* **Material shown**
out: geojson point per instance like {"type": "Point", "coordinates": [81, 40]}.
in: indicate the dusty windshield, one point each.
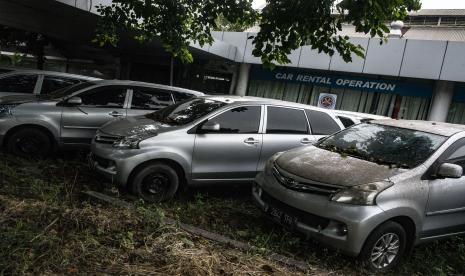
{"type": "Point", "coordinates": [392, 146]}
{"type": "Point", "coordinates": [185, 112]}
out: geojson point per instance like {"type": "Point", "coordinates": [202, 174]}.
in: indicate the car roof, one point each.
{"type": "Point", "coordinates": [230, 99]}
{"type": "Point", "coordinates": [359, 115]}
{"type": "Point", "coordinates": [439, 128]}
{"type": "Point", "coordinates": [52, 73]}
{"type": "Point", "coordinates": [147, 84]}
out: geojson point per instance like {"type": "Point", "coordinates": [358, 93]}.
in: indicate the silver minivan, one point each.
{"type": "Point", "coordinates": [373, 190]}
{"type": "Point", "coordinates": [213, 139]}
{"type": "Point", "coordinates": [38, 124]}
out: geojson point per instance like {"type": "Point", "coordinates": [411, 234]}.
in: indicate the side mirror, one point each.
{"type": "Point", "coordinates": [74, 101]}
{"type": "Point", "coordinates": [448, 170]}
{"type": "Point", "coordinates": [211, 126]}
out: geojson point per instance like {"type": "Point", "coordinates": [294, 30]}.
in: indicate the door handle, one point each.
{"type": "Point", "coordinates": [251, 141]}
{"type": "Point", "coordinates": [115, 114]}
{"type": "Point", "coordinates": [305, 141]}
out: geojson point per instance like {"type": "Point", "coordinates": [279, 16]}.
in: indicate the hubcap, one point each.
{"type": "Point", "coordinates": [385, 250]}
{"type": "Point", "coordinates": [155, 185]}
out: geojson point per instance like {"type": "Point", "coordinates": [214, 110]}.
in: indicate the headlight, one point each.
{"type": "Point", "coordinates": [129, 142]}
{"type": "Point", "coordinates": [362, 194]}
{"type": "Point", "coordinates": [5, 110]}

* **Requirement**
Retype every entry exactly as written, but omit the pictures.

* **Answer space**
out: geojson point per instance like {"type": "Point", "coordinates": [81, 40]}.
in: indicate the dusty windshield, one point each.
{"type": "Point", "coordinates": [392, 146]}
{"type": "Point", "coordinates": [185, 112]}
out: geojson point per instance like {"type": "Point", "coordinates": [202, 174]}.
in: indicate the car roof, one point each.
{"type": "Point", "coordinates": [230, 99]}
{"type": "Point", "coordinates": [359, 115]}
{"type": "Point", "coordinates": [439, 128]}
{"type": "Point", "coordinates": [52, 73]}
{"type": "Point", "coordinates": [147, 84]}
out: geojson point per instance like {"type": "Point", "coordinates": [358, 93]}.
in: indicate the silver minivan, one point each.
{"type": "Point", "coordinates": [373, 190]}
{"type": "Point", "coordinates": [213, 139]}
{"type": "Point", "coordinates": [38, 124]}
out: geojson point per instance like {"type": "Point", "coordinates": [411, 234]}.
in: indicate the side mirror, one point each.
{"type": "Point", "coordinates": [74, 101]}
{"type": "Point", "coordinates": [448, 170]}
{"type": "Point", "coordinates": [211, 126]}
out: geojson point per instance like {"type": "Point", "coordinates": [294, 30]}.
in: indicate the door handle, one point each.
{"type": "Point", "coordinates": [251, 141]}
{"type": "Point", "coordinates": [115, 114]}
{"type": "Point", "coordinates": [305, 141]}
out: geojson point per instance like {"type": "Point", "coordinates": [279, 16]}.
in: indicate the hubcap, one point each.
{"type": "Point", "coordinates": [385, 250]}
{"type": "Point", "coordinates": [155, 185]}
out: geojson point per instance like {"type": "Point", "coordinates": [214, 110]}.
in: indicate the headlight, one point each.
{"type": "Point", "coordinates": [129, 142]}
{"type": "Point", "coordinates": [362, 194]}
{"type": "Point", "coordinates": [5, 110]}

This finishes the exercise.